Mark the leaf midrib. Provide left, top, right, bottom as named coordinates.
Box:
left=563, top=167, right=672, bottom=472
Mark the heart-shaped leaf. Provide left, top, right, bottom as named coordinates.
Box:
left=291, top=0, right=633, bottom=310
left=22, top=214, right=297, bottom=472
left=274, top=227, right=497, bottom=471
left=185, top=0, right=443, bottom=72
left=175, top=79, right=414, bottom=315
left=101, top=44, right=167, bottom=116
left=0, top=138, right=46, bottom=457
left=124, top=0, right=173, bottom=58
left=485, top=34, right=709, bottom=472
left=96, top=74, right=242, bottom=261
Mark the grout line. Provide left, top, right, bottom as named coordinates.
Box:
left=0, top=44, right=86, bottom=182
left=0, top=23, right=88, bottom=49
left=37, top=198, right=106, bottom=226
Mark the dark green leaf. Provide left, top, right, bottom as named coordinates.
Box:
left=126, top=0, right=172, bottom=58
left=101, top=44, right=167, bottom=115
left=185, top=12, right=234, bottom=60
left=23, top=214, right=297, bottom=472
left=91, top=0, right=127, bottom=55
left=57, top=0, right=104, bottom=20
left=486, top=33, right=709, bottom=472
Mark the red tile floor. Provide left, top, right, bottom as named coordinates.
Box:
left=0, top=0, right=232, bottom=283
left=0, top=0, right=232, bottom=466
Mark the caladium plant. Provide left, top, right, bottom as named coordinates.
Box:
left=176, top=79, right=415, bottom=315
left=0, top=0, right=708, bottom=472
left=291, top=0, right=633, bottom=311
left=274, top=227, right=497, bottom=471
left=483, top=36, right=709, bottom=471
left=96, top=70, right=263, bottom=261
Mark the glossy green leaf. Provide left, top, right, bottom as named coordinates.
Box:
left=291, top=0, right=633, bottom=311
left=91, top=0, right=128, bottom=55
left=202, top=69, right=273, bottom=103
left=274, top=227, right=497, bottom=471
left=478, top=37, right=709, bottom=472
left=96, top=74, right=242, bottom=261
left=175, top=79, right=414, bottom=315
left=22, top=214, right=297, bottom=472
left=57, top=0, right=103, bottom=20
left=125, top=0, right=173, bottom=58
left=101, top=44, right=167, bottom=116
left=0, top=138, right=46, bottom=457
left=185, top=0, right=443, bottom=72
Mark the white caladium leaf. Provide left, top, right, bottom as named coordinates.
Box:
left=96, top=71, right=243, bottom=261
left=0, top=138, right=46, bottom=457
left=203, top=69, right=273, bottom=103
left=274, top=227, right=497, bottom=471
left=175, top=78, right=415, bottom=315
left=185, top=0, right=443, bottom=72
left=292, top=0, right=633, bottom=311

WHAT THE TASK REQUIRES:
Copy all of the lines above verbatim, keeping every word, number, and line break unchanged.

REPLY TO THE EXERCISE:
Mark the leaf midrib. Provide left, top, right, bottom as named coordinates.
Box:
left=563, top=167, right=672, bottom=472
Mark the heart-shaped leaf. Provide left, top, right, bottom as named coordinates.
Box:
left=291, top=0, right=633, bottom=310
left=22, top=214, right=297, bottom=472
left=274, top=227, right=497, bottom=471
left=185, top=0, right=443, bottom=72
left=175, top=79, right=414, bottom=315
left=101, top=44, right=167, bottom=116
left=0, top=138, right=46, bottom=457
left=124, top=0, right=173, bottom=58
left=485, top=34, right=709, bottom=472
left=96, top=74, right=242, bottom=261
Mark the grout line. Provide left, top, right, bottom as named coordinates.
Box:
left=0, top=44, right=86, bottom=182
left=0, top=23, right=88, bottom=49
left=37, top=198, right=106, bottom=226
Mark the dark green leaf. Provide left, top, right, bottom as named coordinates.
Box:
left=126, top=0, right=172, bottom=58
left=101, top=44, right=167, bottom=115
left=185, top=12, right=234, bottom=60
left=23, top=214, right=297, bottom=472
left=91, top=0, right=127, bottom=55
left=57, top=0, right=104, bottom=20
left=486, top=33, right=709, bottom=472
Mark the red tile floor. Provide left, top, right, bottom as named coordinates.
Box:
left=0, top=0, right=232, bottom=283
left=0, top=0, right=232, bottom=466
Mark the caladium plant. Provide left, top, right, bottom as named coordinates.
Box:
left=176, top=79, right=415, bottom=315
left=0, top=0, right=708, bottom=472
left=291, top=0, right=633, bottom=311
left=274, top=227, right=497, bottom=471
left=483, top=36, right=709, bottom=471
left=96, top=70, right=263, bottom=261
Mark the glossy green leaf. Provide left, top, right, bottom as named coordinates.
Box:
left=291, top=0, right=633, bottom=311
left=91, top=0, right=128, bottom=55
left=202, top=69, right=273, bottom=103
left=274, top=227, right=497, bottom=471
left=478, top=37, right=709, bottom=472
left=96, top=74, right=242, bottom=261
left=175, top=79, right=414, bottom=315
left=22, top=214, right=297, bottom=472
left=57, top=0, right=103, bottom=20
left=125, top=0, right=173, bottom=58
left=101, top=44, right=167, bottom=116
left=0, top=138, right=46, bottom=457
left=185, top=0, right=443, bottom=72
Mark the white caladium leaf. Provide left, top, right, bottom as named coordinates.
Box:
left=96, top=71, right=243, bottom=261
left=0, top=138, right=46, bottom=457
left=203, top=69, right=273, bottom=103
left=274, top=227, right=497, bottom=471
left=175, top=78, right=415, bottom=315
left=185, top=0, right=443, bottom=72
left=292, top=0, right=633, bottom=311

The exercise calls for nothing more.